大数据量分页优化
有如下表(innodb引擎), sql语句在笔记中,
给定日照市,查询子地区, 且查询子地区的功能非常频繁,
如何优化索引及语句?
+------+-----------+------+
| id | name | pid |
+------+-----------+------+
| .... | .... | .... |
| 1584 | 日照市 | 1476 |
| 1586 | 东港区 | 1584 |
| 1587 | 五莲县 | 1584 |
| 1588 | 莒县 | 1584 |
+------+-----------+------+
1: 不加任何索引,自身连接查询
mysql> explain select s.id,s.name from it_area as p inner join it_area as s on p.id=s.pid where p.name='日照市' \G
*************************** 1. row ***************************
id: 1
select_type: SIMPLE
table: p
type: ALL
possible_keys: NULL
key: NULL
key_len: NULL
ref: NULL
rows: 3263
Extra: Using where
*************************** 2. row ***************************
id: 1
select_type: SIMPLE
table: s
type: ALL
possible_keys: NULL
key: NULL
key_len: NULL
ref: NULL
rows: 3263
Extra: Using where; Using join buffer
2 rows in set (0.00 sec)

你要做的 –
(1) 在关于 MySQL 索引优化的页面摘录中,日照市的 id 是多少?
(2) 续写关于 MySQL 地区表索引优化的页面摘录,从最后一行之后接着写。
这些行与页面摘录的内容没有关系。

(边界标注记录)
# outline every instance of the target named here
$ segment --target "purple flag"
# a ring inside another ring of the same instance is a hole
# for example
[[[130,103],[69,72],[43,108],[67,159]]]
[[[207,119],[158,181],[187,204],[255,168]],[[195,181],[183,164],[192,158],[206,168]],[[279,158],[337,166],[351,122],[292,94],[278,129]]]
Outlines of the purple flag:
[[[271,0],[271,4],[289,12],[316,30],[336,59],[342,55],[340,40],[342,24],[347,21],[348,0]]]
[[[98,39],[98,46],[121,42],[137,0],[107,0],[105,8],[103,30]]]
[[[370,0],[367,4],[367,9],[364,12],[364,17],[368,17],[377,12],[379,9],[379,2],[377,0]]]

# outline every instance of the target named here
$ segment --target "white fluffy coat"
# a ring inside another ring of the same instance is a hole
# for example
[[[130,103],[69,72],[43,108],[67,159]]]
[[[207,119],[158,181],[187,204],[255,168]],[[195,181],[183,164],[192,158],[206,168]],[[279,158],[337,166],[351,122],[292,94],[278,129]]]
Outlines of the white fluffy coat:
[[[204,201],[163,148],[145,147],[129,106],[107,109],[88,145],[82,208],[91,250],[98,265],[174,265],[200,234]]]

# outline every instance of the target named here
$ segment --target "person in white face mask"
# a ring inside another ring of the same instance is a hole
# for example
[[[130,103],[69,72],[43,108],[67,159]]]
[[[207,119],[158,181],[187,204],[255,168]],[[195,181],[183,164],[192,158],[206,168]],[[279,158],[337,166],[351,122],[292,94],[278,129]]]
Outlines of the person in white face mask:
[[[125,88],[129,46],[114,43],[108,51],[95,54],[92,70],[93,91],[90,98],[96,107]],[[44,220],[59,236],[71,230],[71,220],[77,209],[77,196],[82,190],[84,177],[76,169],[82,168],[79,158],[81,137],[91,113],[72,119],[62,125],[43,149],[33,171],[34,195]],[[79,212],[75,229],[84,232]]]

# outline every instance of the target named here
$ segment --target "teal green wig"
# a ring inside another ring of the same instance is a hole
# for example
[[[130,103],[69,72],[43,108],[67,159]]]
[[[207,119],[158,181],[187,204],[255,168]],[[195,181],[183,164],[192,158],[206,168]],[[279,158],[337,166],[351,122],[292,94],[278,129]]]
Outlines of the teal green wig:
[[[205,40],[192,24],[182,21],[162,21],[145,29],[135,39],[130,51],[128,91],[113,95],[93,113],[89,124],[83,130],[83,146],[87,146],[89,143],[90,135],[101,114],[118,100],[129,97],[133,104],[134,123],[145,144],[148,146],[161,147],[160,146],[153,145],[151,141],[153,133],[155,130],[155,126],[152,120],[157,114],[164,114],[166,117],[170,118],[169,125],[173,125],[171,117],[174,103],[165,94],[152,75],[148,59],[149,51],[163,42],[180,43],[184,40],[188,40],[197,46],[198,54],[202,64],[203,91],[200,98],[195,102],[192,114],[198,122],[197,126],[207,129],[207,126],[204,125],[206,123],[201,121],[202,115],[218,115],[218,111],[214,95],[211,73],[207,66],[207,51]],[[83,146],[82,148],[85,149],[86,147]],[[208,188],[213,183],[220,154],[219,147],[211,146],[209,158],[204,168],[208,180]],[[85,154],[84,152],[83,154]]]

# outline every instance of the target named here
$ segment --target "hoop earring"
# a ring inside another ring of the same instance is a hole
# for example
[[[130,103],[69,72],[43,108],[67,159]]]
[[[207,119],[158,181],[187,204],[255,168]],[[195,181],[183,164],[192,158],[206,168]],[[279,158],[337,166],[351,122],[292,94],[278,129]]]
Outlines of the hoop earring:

各题答案 –
(1) 1584

(2)
2: 给name加索引
mysql> explain select s.id,s.name from it_area as p inner join it_area as s on p.id=s.pid where p.name='日照市' \G
*************************** 1. row ***************************
id: 1
select_type: SIMPLE
table: p
type: ref
possible_keys: name
key: name
key_len: 93
ref: const
rows: 1
Extra: Using where
*************************** 2. row ***************************
id: 1
select_type: SIMPLE
table: s
type: ALL
possible_keys: NULL
key: NULL
key_len: NULL
ref: NULL
rows: 3243
Extra: Using where; Using join buffer
2 rows in set (0.00 sec)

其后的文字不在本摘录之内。